***** Records for the exercise *****

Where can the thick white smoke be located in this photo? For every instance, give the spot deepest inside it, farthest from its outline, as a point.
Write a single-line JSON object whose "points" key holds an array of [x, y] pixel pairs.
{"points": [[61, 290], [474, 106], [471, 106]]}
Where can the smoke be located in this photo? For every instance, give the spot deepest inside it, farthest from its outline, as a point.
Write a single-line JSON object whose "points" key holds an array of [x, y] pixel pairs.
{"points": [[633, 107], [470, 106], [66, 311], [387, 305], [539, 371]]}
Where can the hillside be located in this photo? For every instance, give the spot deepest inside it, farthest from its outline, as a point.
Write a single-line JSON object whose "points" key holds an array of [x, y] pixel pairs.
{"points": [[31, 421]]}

*****
***** Records for the exercise *****

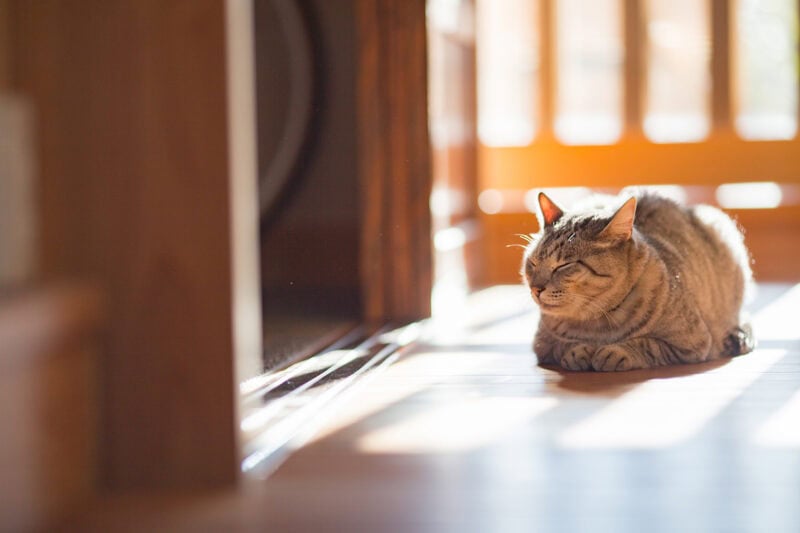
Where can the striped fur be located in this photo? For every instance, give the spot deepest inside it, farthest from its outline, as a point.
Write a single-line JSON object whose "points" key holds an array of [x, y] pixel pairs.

*****
***** Records for the exercise *****

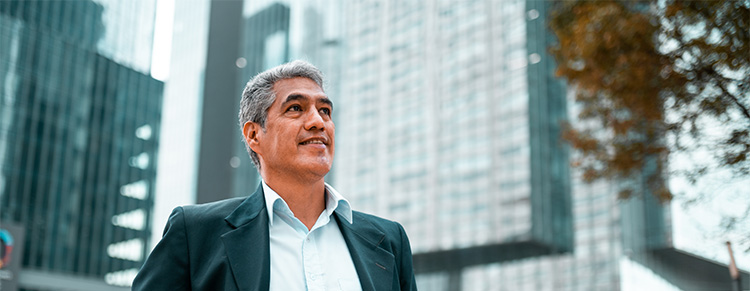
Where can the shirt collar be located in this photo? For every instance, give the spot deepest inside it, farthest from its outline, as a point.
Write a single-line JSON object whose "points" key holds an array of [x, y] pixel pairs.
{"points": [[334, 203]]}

*****

From the material above, select and copy every line that contains the string "smoke".

Where can the thick white smoke be located in this photo? For every instance, give the spot deepest inside it, farthest from its outline, as a point.
Where can the smoke be located in this photo? For every instance, give the spot deepest inside it, farthest from its outline, as a point.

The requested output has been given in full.